━━ DATA FOR THIS EXERCISE
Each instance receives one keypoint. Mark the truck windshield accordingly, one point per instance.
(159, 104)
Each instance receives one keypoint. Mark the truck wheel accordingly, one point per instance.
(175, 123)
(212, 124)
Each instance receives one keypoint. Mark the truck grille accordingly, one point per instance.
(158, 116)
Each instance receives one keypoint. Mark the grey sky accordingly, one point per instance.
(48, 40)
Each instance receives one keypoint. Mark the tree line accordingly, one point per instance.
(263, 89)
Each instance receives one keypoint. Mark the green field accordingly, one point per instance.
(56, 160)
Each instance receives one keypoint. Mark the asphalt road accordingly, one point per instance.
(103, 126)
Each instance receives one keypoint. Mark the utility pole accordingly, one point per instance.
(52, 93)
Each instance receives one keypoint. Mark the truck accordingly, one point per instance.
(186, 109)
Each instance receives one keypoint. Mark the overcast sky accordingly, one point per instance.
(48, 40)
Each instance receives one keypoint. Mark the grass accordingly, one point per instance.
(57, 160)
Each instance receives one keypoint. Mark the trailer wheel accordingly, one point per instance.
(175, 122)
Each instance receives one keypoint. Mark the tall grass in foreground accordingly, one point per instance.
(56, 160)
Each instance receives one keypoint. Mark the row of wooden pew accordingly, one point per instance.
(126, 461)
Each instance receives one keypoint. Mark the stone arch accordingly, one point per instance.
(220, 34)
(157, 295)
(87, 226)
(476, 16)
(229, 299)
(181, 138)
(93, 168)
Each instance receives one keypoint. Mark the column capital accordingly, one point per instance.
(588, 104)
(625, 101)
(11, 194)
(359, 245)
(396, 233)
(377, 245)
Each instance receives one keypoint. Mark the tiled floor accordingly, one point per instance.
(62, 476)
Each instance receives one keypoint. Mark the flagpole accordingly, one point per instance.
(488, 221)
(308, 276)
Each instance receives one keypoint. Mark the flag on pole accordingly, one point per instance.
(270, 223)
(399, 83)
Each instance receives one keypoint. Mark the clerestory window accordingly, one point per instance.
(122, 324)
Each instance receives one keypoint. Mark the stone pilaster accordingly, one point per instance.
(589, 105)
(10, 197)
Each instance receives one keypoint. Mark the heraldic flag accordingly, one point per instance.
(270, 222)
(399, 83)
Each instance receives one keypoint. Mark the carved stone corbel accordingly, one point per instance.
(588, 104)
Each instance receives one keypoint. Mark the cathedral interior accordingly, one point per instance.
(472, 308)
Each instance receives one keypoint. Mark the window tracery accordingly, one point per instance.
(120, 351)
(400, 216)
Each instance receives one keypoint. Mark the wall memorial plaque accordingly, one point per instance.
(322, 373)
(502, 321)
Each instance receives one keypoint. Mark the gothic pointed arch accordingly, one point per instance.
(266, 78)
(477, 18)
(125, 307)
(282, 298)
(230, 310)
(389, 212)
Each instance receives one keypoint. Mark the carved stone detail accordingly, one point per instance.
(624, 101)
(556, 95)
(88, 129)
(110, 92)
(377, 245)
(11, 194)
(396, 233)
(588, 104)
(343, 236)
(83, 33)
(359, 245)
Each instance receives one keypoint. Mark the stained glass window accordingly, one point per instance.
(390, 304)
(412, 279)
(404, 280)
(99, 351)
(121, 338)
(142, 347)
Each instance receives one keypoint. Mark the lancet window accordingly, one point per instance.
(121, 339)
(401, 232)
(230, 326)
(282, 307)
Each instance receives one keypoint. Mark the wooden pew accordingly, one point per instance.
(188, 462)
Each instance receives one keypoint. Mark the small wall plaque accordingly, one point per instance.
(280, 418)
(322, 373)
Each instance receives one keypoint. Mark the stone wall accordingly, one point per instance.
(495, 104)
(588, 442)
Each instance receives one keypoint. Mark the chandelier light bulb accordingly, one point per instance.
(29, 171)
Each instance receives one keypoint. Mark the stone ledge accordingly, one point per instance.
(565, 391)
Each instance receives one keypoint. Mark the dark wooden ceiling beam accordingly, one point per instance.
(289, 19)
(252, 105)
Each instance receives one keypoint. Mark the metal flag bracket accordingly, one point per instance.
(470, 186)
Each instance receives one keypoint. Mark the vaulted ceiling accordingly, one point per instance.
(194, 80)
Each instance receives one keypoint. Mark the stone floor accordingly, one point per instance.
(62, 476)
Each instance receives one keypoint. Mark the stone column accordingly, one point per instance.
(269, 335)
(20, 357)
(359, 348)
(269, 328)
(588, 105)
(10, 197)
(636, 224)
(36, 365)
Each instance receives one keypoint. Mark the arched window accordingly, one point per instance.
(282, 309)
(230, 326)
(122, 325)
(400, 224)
━━━━
▸ TASK TO CARRY OUT
Copy down every record, keeping each one exact.

▸ TASK RESULT
Each instance receives one keypoint. Mark the truck windshield accordingly, one point per instance.
(159, 104)
Each instance receives one keypoint. Mark the truck wheel accordingly, one point per instance.
(175, 123)
(212, 124)
Each instance receives one keypoint. Mark the truck grille accordingly, one point per instance.
(158, 116)
Each instance receives one keypoint. Mark the grey sky accordingly, one point per instance.
(48, 40)
Each instance receives one keypoint. Mark the tree line accordingly, one point per instance.
(263, 89)
Each instance receives one keypoint. Mark the green field accordingly, one point per instance.
(56, 160)
Each instance receives one keypoint. Mark the asphalt road accordingly, one point per instance.
(103, 126)
Each instance receives one keypoint. Mark the utility pole accordingly, one point per instance.
(52, 93)
Each instance receives one keypoint. Mark the truck accordingly, one point per instance.
(186, 109)
Each instance receives one keypoint. Mark the overcast sky accordingly, one point per instance.
(48, 40)
Each instance receives one keypoint. Mark the grass accordingly, one point per instance.
(57, 160)
Each instance receives one keypoint. Mark the trailer wheel accordingly, one point per instance.
(175, 122)
Each instance receives one keypoint. Mark the tall grass in foreground accordingly, one point per instance.
(56, 160)
Each instance receives one keypoint. Mark the row of wooden pew accordingly, one point per instance.
(126, 461)
Each instance receives one keypoint. Mark the stone arch accordingly, one point per instance.
(220, 34)
(157, 295)
(87, 226)
(476, 16)
(229, 299)
(181, 138)
(93, 168)
Each instance receives one keypoint. Mark the column capital accordingly, one point per instance.
(588, 104)
(625, 101)
(11, 194)
(359, 245)
(396, 233)
(377, 245)
Each instance receives one keypoint. Mark the tiled floor accordingly, one point per instance.
(62, 476)
Each instance receives one keypoint. Mark the flagpole accordingly, one point per instance.
(488, 221)
(308, 276)
Each instance receives one keypoint. Mark the flag on pole accordingly, one point per instance.
(270, 223)
(399, 83)
Each instance receives one keypoint. Mark the clerestory window accordingly, one point per instance.
(122, 324)
Each instance receives one keypoint. Mark the stone pilaster accordingly, one point per instance.
(589, 105)
(10, 197)
Each instance receives one keypoint. Mark the heraldic flag accordingly, one point per instance.
(270, 222)
(399, 83)
Each instance receives one keypoint. Mark the carved stone corbel accordingly, one point per instance.
(588, 104)
Each instance receives one keypoint. Mark the cathedral interior accordingly, one point per instance.
(472, 308)
Each instance receives one keypoint. Mark the window tracery accordingly, one point per instance.
(120, 351)
(400, 216)
Each instance receives one keypoint. Mark the wall memorial plaque accordingly, one point per instance.
(322, 373)
(502, 321)
Each instance receives one keypoint. Mark the gothic pointed arch accordingly, one point per instance.
(266, 78)
(477, 18)
(125, 307)
(282, 298)
(230, 310)
(389, 212)
Each instance receives one keypoint. Mark the carved stone detail accordingly, one point per instance.
(624, 101)
(556, 95)
(88, 129)
(110, 92)
(377, 245)
(11, 194)
(396, 233)
(588, 104)
(343, 236)
(83, 33)
(359, 245)
Each instance receives one keypoint. Mark the stained glass window accordingly, one point per instance.
(390, 304)
(412, 279)
(404, 280)
(99, 351)
(121, 338)
(142, 347)
Each instance receives one keypoint. Mark the lancet window accordingly, one point per instance.
(121, 339)
(401, 232)
(230, 326)
(282, 307)
Each instance receives one keypoint. Mark the wooden pew accordingly, one point per instance.
(188, 462)
Each instance receives one keypoint. Mark the small wall plaque accordingly, one point per instance.
(280, 418)
(322, 373)
Each instance receives one keypoint. Mark the stone wall accordingly, one point per instance.
(495, 104)
(588, 442)
Each instance receives one keypoint. Mark the chandelier light bulb accordingly, one point per instance.
(29, 171)
Each instance receives one keypoint. Mark the stone ledge accordingly, one point per instance.
(565, 391)
Each instance receives one keypoint. Mark the dark wooden ceiling beam accordingly, one point per instance.
(289, 19)
(252, 105)
Each instance receives one keypoint. Mark the metal flag bracket accordingly, one point per instance.
(470, 186)
Each instance receives one keypoint. Mark the vaulted ceiling accordingly, one point per instance.
(194, 80)
Each instance receives one keypoint. Mark the stone floor accordingly, one point per instance.
(62, 476)
Each instance receives one keypoint. Mark the stone column accordingly, one point per instance.
(269, 335)
(20, 357)
(359, 348)
(269, 328)
(588, 105)
(10, 197)
(636, 224)
(36, 365)
Each instance receives one keypoint. Mark the arched window accordingly, one point per instance.
(282, 309)
(230, 326)
(122, 325)
(400, 224)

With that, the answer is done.